◆ AUFGABE A
Schreib aus dem Text über den Morgen die Passage zwischen „Morgenerst und Morgenletzt“ und „Duft, Röte ...“, beide eingeschlossen, noch einmal ab und tausche dabei „Andacht“ gegen „Gebet“.
◆ AUFGABE B
Übersetze den folgenden Satz aus dem Text über den Morgen ins Englische: „Der Morgen ist (durch die Ausstrahlung der Nacht) die kälteste Zeit des Tages – mit Tau, Reif, Frost und Nebel.“

◆ TEXTAUSZUG
###

Morgenerst und Morgenletzt

26.1.2020

Thorsten Latzel

Der Morgen hat es in sich. Er ist – je nachdem – die Zeit von Appell oder Andacht, Frische oder Frost, Dämmerung oder Duft, Röte ...

Der Morgen hat es in sich. Er ist – je nachdem – die Zeit von Appell oder Andacht, Frische oder Frost, Dämmerung oder Duft, Röte oder Grau, Kaffee oder Tee, Melken oder Muffeln, Liebe oder Leid, Sonne oder Stern. Entsprechend wird er von verschiedenen menschlichen Chronotypen („Eulen“ und „Lerchen“) sehr unterschiedlich erlebt.

Nach manchen Zeitvorstellungen ist er die Mitte zwischen zwei Mitten: Die Tageszeit zwischen „Mitter-Nacht“ und „Mit-Tag“. In anderen endet mit ihm die Nacht und beginnt der neue Tag: die Stunde von Sonnenaufgang und Hahnenschrei, vom Ende des nächtlichen Liebesabenteuers und Beginn der aufziehenden Schlacht. „Morgen für Morgen kommt man zur Welt.“ (Eugène Ionesco) Man rechnet zu ihm klassischerweise die drei Stunden ab der Dämmerung, dann beginnt der Vormittag. Bei Student/innen und Nachtarbeitenden entsprechend später. In wieder anderen Zeitkonzepten vollendet sich mit ihm der Tag: „Da ward aus Abend und Morgen der erste Tag.“ (1. Mose 1,5)

Der Morgen ist (durch die Ausstrahlung der Nacht) die kälteste Zeit des Tages – mit Tau, Reif, Frost und Nebel. Die Zeit von Katern und brummenden Köpfen wie von klaren Gedanken und druckfrischen, neuen Nachrichten, die vielen Zeitungen ihren Namen gegeben hat.

Der Morgen sind die Stunden mit besonderer Vergangenheit (der „Morgen danach“) und mit besonderer Zukunft. Eine Zeit voller Möglichkeit, Potenzialität und Offenheit, weshalb aus dem „Morgen des folgenden Tages“ die Zeitangabe „morgen“ wurde. Inbegriff für Zukunft, Frische und Jugend.

###

◆ ERFASSTE DATEN
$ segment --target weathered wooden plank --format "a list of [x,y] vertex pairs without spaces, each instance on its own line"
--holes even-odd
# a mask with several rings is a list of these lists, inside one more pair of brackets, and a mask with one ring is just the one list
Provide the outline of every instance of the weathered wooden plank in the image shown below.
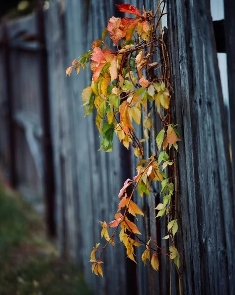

###

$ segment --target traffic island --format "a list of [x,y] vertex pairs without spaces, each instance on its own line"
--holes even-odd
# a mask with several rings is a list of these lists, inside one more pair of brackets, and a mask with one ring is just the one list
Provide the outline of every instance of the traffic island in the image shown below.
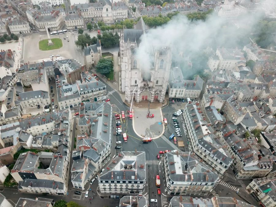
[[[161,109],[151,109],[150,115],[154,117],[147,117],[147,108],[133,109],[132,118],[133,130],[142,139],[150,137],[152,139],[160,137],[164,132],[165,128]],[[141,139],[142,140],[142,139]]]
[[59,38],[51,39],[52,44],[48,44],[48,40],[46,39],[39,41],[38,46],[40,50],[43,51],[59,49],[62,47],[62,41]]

###

◆ ERGEBNIS A
Morgenerst und Morgenletzt

26.1.2020

Thorsten Latzel

Der Morgen hat es in sich. Er ist – je nachdem – die Zeit von Appell oder Gebet, Frische oder Frost, Dämmerung oder Duft, Röte ...

◆ ERGEBNIS B
The morning is (because of nocturnal radiation) the coldest time of the day – with dew, hoarfrost, frost, and fog.